Records to use:
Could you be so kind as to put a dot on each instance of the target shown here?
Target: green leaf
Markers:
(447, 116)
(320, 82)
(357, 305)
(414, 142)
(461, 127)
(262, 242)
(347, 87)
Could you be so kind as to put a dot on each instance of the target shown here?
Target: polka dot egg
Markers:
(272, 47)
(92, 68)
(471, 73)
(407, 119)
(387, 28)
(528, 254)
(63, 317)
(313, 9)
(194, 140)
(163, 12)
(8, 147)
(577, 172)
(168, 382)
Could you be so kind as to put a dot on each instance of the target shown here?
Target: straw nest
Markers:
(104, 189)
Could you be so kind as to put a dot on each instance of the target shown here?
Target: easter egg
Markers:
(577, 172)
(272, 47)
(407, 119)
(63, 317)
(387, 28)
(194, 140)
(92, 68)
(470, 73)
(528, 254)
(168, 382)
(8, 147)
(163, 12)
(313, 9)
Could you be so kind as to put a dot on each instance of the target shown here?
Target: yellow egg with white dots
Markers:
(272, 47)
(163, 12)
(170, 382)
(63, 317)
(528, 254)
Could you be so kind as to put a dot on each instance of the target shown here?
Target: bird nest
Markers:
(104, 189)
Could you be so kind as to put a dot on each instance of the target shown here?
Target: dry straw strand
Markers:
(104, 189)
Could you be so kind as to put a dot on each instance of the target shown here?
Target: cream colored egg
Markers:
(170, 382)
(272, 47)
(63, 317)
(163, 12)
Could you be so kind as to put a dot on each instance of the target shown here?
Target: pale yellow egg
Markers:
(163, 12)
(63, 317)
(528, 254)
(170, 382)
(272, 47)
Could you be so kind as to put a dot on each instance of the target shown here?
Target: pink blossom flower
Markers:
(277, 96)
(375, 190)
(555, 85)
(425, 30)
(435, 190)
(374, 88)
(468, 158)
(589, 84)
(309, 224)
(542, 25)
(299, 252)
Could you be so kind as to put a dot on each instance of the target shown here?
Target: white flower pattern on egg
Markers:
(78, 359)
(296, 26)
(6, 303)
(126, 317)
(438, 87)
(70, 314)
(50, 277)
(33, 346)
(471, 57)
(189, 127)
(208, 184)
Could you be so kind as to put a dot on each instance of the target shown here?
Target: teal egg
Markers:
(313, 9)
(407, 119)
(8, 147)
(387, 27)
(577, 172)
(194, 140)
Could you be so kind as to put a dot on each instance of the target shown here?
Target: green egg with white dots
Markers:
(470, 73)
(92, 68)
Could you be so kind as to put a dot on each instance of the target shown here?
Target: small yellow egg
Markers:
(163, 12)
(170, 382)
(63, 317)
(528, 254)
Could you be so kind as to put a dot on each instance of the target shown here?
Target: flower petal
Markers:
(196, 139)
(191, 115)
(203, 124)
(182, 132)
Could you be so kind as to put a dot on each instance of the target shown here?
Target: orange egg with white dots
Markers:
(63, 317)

--

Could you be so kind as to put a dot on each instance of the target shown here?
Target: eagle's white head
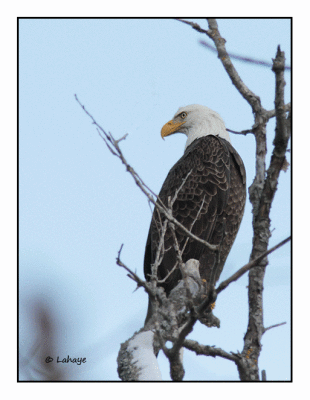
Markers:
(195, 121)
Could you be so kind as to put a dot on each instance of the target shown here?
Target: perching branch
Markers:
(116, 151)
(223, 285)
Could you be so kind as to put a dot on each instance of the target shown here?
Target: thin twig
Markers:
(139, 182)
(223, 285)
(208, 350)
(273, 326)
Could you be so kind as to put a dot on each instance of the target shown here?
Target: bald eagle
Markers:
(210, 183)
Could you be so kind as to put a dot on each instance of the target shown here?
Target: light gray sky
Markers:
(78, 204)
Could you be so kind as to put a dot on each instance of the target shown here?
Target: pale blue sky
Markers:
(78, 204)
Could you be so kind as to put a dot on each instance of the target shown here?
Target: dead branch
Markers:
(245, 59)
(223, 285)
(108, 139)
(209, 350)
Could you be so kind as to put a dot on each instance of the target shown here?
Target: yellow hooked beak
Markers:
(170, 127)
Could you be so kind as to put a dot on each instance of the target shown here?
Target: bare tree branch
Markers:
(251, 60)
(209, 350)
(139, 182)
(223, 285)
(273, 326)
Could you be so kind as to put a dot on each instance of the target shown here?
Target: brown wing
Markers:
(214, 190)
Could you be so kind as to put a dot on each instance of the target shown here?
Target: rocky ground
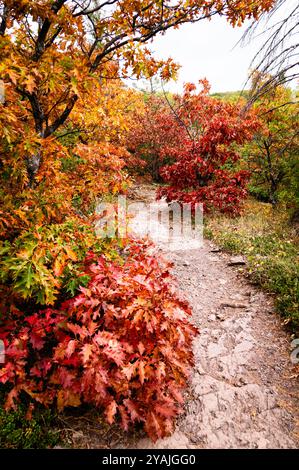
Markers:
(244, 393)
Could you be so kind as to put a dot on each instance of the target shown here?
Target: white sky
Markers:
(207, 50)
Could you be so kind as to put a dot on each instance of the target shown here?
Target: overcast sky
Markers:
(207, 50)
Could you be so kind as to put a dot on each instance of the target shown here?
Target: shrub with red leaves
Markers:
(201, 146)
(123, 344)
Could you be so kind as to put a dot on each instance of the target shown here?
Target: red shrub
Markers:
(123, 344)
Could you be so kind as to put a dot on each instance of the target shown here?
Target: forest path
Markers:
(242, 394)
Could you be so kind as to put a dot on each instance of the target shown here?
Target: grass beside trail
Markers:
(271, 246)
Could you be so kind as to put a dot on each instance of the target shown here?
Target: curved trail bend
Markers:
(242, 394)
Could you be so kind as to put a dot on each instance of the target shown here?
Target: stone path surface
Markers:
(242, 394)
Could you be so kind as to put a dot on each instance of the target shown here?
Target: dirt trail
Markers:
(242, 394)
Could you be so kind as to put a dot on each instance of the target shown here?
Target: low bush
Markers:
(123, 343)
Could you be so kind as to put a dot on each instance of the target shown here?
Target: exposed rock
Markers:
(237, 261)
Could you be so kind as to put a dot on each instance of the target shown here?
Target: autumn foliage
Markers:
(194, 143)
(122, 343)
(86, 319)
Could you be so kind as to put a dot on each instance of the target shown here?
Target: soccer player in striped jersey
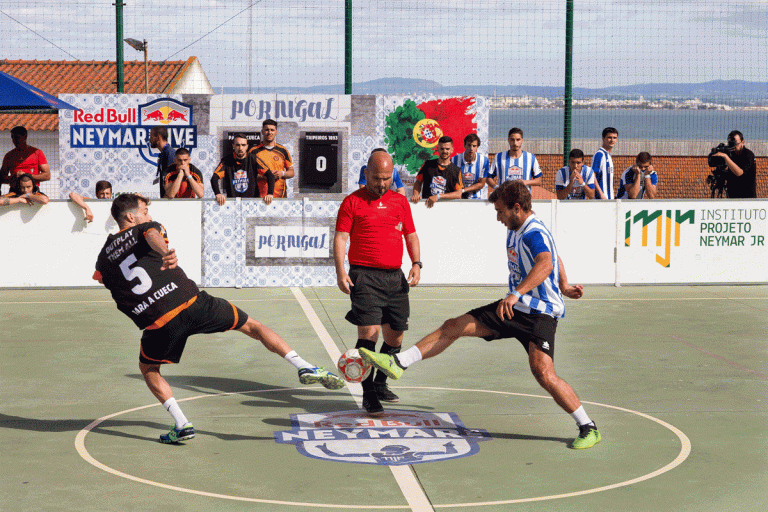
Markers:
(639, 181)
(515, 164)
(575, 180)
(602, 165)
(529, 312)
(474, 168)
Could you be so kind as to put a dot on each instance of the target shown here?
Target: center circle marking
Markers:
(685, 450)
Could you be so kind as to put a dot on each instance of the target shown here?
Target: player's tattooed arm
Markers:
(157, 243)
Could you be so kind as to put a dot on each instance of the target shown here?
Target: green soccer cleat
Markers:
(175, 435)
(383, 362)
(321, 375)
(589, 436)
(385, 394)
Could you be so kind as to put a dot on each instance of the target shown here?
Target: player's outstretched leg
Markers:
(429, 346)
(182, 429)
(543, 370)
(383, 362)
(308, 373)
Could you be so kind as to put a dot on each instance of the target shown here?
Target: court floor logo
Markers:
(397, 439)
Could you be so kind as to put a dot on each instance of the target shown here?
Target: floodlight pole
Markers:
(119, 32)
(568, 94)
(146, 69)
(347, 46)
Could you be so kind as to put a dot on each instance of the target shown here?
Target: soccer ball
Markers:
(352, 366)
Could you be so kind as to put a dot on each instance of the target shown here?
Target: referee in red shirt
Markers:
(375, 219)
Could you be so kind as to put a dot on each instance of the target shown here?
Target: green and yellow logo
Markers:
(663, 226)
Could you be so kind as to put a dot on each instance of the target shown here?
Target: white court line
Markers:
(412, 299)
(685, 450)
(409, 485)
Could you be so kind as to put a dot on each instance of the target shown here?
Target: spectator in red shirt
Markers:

Directions for this task: Show every line in the records above that contains the word "flower", copying each one in full.

Finished answer:
Target: pink blossom flower
Target: white flower pattern on egg
Target: flower petal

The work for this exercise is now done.